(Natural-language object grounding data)
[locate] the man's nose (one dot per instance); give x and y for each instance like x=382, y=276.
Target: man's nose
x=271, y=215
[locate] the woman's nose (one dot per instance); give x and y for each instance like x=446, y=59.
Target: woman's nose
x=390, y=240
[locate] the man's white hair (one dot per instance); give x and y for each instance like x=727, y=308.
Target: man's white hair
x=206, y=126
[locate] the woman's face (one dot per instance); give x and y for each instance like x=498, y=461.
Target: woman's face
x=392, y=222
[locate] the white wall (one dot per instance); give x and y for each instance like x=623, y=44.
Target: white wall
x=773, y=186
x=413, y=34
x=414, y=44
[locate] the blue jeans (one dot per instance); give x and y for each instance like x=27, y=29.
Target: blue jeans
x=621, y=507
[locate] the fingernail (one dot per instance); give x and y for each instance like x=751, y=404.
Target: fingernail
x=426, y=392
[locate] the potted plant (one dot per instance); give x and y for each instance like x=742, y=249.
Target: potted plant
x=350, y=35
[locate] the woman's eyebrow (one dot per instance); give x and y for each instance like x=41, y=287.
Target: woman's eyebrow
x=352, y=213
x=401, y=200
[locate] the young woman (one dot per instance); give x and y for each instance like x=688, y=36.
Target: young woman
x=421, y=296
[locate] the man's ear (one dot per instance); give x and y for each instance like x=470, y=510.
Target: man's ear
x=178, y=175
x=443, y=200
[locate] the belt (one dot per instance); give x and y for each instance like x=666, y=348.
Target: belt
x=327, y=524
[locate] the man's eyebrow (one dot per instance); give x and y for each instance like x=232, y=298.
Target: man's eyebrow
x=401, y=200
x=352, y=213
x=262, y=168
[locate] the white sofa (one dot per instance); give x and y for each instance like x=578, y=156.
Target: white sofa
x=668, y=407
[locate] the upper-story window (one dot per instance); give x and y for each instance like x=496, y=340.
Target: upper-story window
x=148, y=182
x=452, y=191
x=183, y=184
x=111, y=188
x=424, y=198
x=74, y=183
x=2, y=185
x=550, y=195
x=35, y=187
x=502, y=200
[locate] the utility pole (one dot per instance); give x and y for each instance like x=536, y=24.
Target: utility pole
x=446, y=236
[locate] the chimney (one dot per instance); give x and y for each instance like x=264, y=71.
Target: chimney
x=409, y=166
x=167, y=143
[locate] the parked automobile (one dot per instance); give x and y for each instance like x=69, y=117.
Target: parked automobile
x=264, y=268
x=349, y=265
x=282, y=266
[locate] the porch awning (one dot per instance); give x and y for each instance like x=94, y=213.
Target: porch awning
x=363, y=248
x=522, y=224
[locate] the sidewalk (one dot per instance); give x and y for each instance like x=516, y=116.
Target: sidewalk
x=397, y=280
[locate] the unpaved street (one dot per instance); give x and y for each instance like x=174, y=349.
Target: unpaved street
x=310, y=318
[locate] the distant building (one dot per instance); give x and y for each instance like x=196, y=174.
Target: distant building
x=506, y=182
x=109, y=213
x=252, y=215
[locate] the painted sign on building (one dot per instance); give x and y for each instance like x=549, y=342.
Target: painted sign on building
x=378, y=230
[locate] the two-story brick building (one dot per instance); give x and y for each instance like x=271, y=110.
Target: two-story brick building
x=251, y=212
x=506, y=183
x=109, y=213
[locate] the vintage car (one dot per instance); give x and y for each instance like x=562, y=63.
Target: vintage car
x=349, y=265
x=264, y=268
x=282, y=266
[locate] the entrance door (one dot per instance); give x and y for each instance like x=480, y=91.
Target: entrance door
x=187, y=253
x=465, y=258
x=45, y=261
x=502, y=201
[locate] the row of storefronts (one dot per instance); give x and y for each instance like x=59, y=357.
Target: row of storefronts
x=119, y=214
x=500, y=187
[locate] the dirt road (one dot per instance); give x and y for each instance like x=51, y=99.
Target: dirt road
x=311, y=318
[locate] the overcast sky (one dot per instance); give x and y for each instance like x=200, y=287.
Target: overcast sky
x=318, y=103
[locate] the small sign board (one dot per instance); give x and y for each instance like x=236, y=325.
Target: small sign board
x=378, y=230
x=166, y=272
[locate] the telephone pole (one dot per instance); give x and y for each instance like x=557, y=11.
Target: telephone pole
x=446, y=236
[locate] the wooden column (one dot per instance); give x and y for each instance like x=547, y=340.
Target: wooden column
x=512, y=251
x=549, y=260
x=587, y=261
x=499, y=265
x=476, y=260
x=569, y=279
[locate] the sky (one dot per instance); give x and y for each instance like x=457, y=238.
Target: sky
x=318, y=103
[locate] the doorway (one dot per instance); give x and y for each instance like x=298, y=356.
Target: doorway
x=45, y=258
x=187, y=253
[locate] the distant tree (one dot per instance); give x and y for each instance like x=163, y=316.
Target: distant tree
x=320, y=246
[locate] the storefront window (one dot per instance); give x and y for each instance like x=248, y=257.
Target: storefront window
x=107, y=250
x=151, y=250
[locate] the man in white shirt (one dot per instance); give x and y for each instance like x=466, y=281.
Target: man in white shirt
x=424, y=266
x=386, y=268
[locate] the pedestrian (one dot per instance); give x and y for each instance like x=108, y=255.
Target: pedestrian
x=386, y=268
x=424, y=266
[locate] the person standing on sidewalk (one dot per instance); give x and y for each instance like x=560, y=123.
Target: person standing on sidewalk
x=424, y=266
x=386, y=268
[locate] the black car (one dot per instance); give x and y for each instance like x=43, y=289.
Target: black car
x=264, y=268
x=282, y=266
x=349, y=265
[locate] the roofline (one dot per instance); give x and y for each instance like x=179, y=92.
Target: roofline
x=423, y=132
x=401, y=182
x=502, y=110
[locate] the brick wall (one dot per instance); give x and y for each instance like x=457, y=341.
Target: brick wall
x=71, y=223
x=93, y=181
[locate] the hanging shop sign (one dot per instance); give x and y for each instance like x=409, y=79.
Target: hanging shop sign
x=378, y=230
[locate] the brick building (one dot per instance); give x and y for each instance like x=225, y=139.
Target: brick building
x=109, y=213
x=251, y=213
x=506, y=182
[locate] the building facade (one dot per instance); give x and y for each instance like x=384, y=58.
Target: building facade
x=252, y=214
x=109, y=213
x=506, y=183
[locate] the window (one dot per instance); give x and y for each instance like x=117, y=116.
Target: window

==

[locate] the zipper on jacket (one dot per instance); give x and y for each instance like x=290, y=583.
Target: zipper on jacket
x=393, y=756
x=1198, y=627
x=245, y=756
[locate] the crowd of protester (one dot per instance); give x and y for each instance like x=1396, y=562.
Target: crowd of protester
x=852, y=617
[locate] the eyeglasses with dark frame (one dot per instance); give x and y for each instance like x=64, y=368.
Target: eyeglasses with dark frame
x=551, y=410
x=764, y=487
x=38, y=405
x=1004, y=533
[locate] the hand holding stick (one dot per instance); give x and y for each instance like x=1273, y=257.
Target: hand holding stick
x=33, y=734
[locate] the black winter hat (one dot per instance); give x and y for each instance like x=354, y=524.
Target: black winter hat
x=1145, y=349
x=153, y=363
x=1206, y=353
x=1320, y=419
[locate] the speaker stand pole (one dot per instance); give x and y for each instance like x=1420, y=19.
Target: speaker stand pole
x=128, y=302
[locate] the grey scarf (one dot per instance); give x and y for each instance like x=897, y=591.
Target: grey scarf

* To do
Count how many lines in the data above hold the string "scarf", and give the number with no other words.

* Problem solution
2